◆ Data listing ◆

....

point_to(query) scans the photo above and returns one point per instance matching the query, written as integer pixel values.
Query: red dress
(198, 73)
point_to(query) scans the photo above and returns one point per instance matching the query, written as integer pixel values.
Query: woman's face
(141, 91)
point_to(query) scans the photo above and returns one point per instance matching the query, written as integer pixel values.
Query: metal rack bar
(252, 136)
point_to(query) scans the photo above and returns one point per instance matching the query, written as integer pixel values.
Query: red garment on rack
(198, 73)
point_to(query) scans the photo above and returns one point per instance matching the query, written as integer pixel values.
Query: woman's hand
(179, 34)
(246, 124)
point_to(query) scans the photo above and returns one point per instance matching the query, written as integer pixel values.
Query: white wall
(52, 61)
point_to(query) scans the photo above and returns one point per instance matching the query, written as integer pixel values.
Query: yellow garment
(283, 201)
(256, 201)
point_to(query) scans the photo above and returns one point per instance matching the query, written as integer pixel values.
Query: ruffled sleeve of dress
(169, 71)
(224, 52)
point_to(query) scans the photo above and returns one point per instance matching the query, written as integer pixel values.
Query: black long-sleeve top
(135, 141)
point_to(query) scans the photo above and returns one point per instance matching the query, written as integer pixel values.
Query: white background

....

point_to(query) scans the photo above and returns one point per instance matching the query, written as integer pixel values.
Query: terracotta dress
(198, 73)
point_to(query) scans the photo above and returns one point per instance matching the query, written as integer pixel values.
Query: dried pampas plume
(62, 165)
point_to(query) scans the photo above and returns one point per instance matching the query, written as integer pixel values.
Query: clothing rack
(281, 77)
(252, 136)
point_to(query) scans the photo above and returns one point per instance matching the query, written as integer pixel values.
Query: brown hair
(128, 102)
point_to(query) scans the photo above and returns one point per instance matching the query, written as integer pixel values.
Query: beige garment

....

◆ The problem ◆
Count how many lines of the data contain the string "sleeve". Reply with the number alone.

◆ Response ◆
2